> _TASK REQUIREMENTS_:
Copy the part of the Livepeer chatbot tutorial that runs from "Skip to main" up to and including "before exploring further.", without changing anything.

> _QUOTED PASSAGE_:
....

Skip to main content

Documentation Index

Fetch the complete documentation index at: https://docs.livepeer.org/llms.txt

Use this file to discover all available pages before exploring further.


By the end of this tutorial you’ll have a Next.js 15 chatbot that takes user messages, streams responses from the Livepeer LLM pipeline token-by-token, and maintains conversation history. The LLM pipeline is OpenAI-compatible at the wire level: it accepts messages arrays, returns choices[0].delta.content chunks, and behaves like any other chat completions endpoint. The orchestrator pool runs Ollama-backed inference on GPUs as small as 8 GB. This is the Persona 1 activation moment for text inference. The image generation tutorial proved the batch path; this one proves the streaming path. The wire format you’ll handle here works against any OpenAI-compatible endpoint, which means swapping providers is a URL change.

Required Tools

  • Node.js 20 or later
  • npm, pnpm, or yarn
  • A code editor
No API key needed for development. The community gateway at dream-gateway.livepeer.cloud accepts unauthenticated POSTs to the LLM endpoint for experimentation.

Project Bootstrap

1

Create the project

npx create-next-app@latest livepeer-chatbot \
  --typescript \
  --tailwind \
  --app \
  --src-dir \
  --import-alias "@/*"
cd livepeer-chatbot
2

Configure environment variables

Save as .env.local:
LIVEPEER_GATEWAY_URL=https://dream-gateway.livepeer.cloud
LIVEPEER_LLM_MODEL=meta-llama/Meta-Llama-3.1-8B-Instruct
The warm model on the community gateway is Llama 3.1 8B Instruct. Cold-start applies to any other model: 30 seconds to a few minutes for the first request while the orchestrator loads the weights.

Streaming Route Handler

Server actions can’t stream responses cleanly. Route handlers can; the standard pattern for chat is a POST /api/chat handler that proxies the request to the LLM endpoint and pipes the SSE response back to the client. Save as src/app/api/chat/route.ts:
import { NextRequest } from 'next/server';

export const runtime = 'edge';

const GATEWAY_URL = process.env.LIVEPEER_GATEWAY_URL!;
const MODEL = process.env.LIVEPEER_LLM_MODEL!;

interface Message {
  role: 'user' | 'assistant' | 'system';
  content: string;
}

export async function POST(req: NextRequest) {
  const { messages } = (await req.json()) as { messages: Message[] };

  const response = await fetch(`${GATEWAY_URL}/llm`, {
    method: 'POST',
    headers: { 'Content-Type': 'application/json' },
    body: JSON.stringify({
      model: MODEL,
      messages,
      stream: true,
    }),
  });

  if (!response.ok || !response.body) {
    return new Response(`Gateway returned ${response.status}`, {
      status: 502,
    });
  }

  // Pipe the SSE stream straight through to the client.
  return new Response(response.body, {
    headers: {
      'Content-Type': 'text/event-stream',
      'Cache-Control': 'no-cache',
      Connection: 'keep-alive',
    },
  });
}
Three things to notice. export const runtime = 'edge' runs the handler on Edge runtime, which keeps cold-start low and streams responses without buffering. The stream: true flag in the request body asks the LLM endpoint for Server-Sent Events instead of a single JSON response. The handler pipes the response body directly through; no SSE parsing on the server side, no JSON deserialisation. The browser parses the stream.

....

> _DATA SECTION_:
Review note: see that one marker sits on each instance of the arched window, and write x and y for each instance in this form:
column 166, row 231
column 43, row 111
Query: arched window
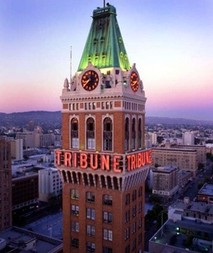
column 133, row 134
column 107, row 134
column 139, row 134
column 126, row 145
column 90, row 133
column 74, row 133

....

> _TASK SOLUTION_:
Skip to main content

Documentation Index

Fetch the complete documentation index at: https://docs.livepeer.org/llms.txt

Use this file to discover all available pages before exploring further.